§ Document section:

Although TBEs and joint tenancies with right of survivorship share many characteristics, there are very significant differences in the legal consequences between these forms of ownership when one spouse declares bankruptcy, attempts to recover monies transferred by the other spouse without permission, or has a creditor unique to that spouse seeking to attach these assets.
When a married couple holds property as tenants by the entireties, each spouse is said to hold it “per tout,” meaning that each spouse holds the whole or the entirety, and not a share, moiety, or divisible part.2 Therefore, property held by spouses as TBE belongs to neither spouse individually, but each spouse is seized of the whole.
Conversely, in a joint tenancy with right of survivorship, each person has only his or her separate share (“per my”) presumed to be equal for purposes of alienation, but for purposes of survivorship, each joint tenant owns the whole, so that upon death, the remainder of the estate passes to the survivor. As described in Sitomer v. Orlan, 660 So. 2d 1111 (Fla. 4th DCA 1995), where ownership is defined as joint tenants with right of survivorship, a creditor of one of the joint tenants may attach that joint tenant’s portion of the property to recover that joint tenant’s individual debt, whereas when property is held as tenants by the entireties, only the creditors of both spouses, jointly, may attach the TBE property. TBE property is not divisible on behalf of one spouse alone, and, therefore, it cannot be reached to satisfy the obligation of only one spouse.3
Because of the notion of each spouse owning the whole, neither spouse acting alone without the joinder of the other may transfer an interest in property held as TBE. Therefore, neither spouse acting individually can bring a partition action.4 Nor can one spouse unilaterally withdraw funds from an account held as tenants by the entireties and transfer those funds to a third party.5 If one spouse transfers funds out of an account titled TBE without the other’s consent, the TBE nature of the property continues, and the other spouse may recover the funds even after the death of the transferor spouse. This is not the case with assets held as joint tenants with right of survivorship, where either owner may withdraw funds and effectively sever the joint tenancy right of survivorship as to the withdrawn funds.6
Over time, the courts adopted the common law rule that both real and personal property could be held as TBE.7 Even though the courts recognized that the TBE form of ownership could exist in real and personal property, the laws relating to the requirements for formation of a TBE have evolved separately — and in some respects, quite inconsistently — as to real and personal property.

§ Recorded data:
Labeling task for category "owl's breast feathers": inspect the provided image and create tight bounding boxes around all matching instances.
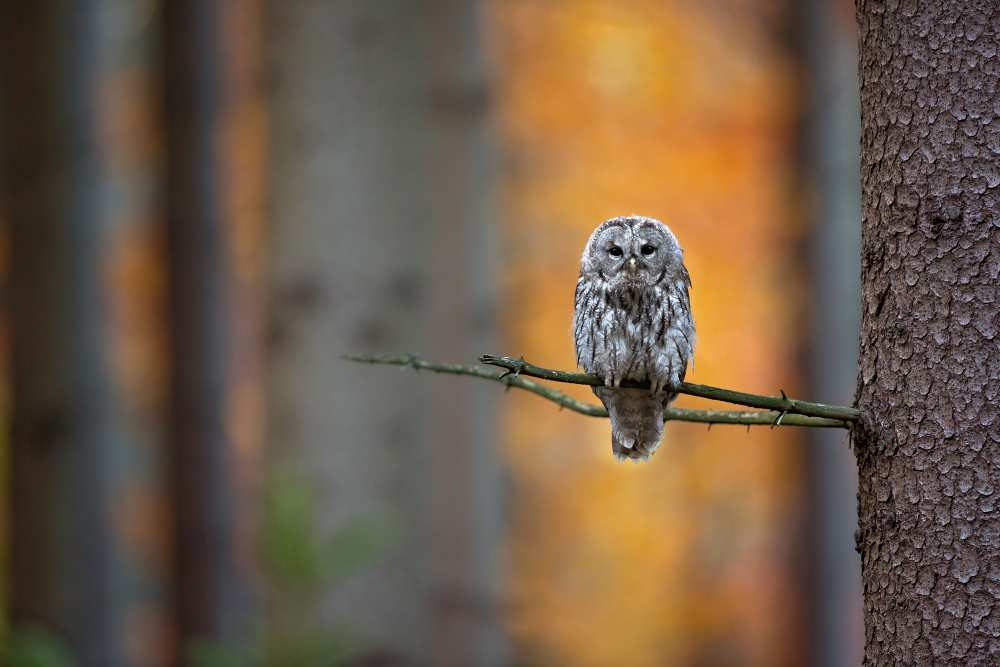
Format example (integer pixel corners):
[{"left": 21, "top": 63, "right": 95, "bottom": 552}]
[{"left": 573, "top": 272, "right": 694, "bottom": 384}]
==
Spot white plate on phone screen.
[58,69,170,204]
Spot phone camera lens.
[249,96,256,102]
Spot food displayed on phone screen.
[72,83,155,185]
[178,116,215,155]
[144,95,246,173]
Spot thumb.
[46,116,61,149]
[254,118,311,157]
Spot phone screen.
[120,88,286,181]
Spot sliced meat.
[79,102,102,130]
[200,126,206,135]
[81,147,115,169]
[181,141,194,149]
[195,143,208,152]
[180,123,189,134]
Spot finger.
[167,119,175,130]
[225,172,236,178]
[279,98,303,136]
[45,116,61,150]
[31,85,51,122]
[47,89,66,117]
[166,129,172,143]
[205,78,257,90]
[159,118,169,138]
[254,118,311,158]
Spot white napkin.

§ Directive: Transcribe the whole passage on tenancy by the entireties and joint tenancy with right of survivorship word for word.

§ Response for this exercise:
Although TBEs and joint tenancies with right of survivorship share many characteristics, there are very significant differences in the legal consequences between these forms of ownership when one spouse declares bankruptcy, attempts to recover monies transferred by the other spouse without permission, or has a creditor unique to that spouse seeking to attach these assets.
When a married couple holds property as tenants by the entireties, each spouse is said to hold it “per tout,” meaning that each spouse holds the whole or the entirety, and not a share, moiety, or divisible part.2 Therefore, property held by spouses as TBE belongs to neither spouse individually, but each spouse is seized of the whole.
Conversely, in a joint tenancy with right of survivorship, each person has only his or her separate share (“per my”) presumed to be equal for purposes of alienation, but for purposes of survivorship, each joint tenant owns the whole, so that upon death, the remainder of the estate passes to the survivor. As described in Sitomer v. Orlan, 660 So. 2d 1111 (Fla. 4th DCA 1995), where ownership is defined as joint tenants with right of survivorship, a creditor of one of the joint tenants may attach that joint tenant’s portion of the property to recover that joint tenant’s individual debt, whereas when property is held as tenants by the entireties, only the creditors of both spouses, jointly, may attach the TBE property. TBE property is not divisible on behalf of one spouse alone, and, therefore, it cannot be reached to satisfy the obligation of only one spouse.3
Because of the notion of each spouse owning the whole, neither spouse acting alone without the joinder of the other may transfer an interest in property held as TBE. Therefore, neither spouse acting individually can bring a partition action.4 Nor can one spouse unilaterally withdraw funds from an account held as tenants by the entireties and transfer those funds to a third party.5 If one spouse transfers funds out of an account titled TBE without the other’s consent, the TBE nature of the property continues, and the other spouse may recover the funds even after the death of the transferor spouse. This is not the case with assets held as joint tenants with right of survivorship, where either owner may withdraw funds and effectively sever the joint tenancy right of survivorship as to the withdrawn funds.6
Over time, the courts adopted the common law rule that both real and personal property could be held as TBE.7 Even though the courts recognized that the TBE form of ownership could exist in real and personal property, the laws relating to the requirements for formation of a TBE have evolved separately — and in some respects, quite inconsistently — as to real and personal property.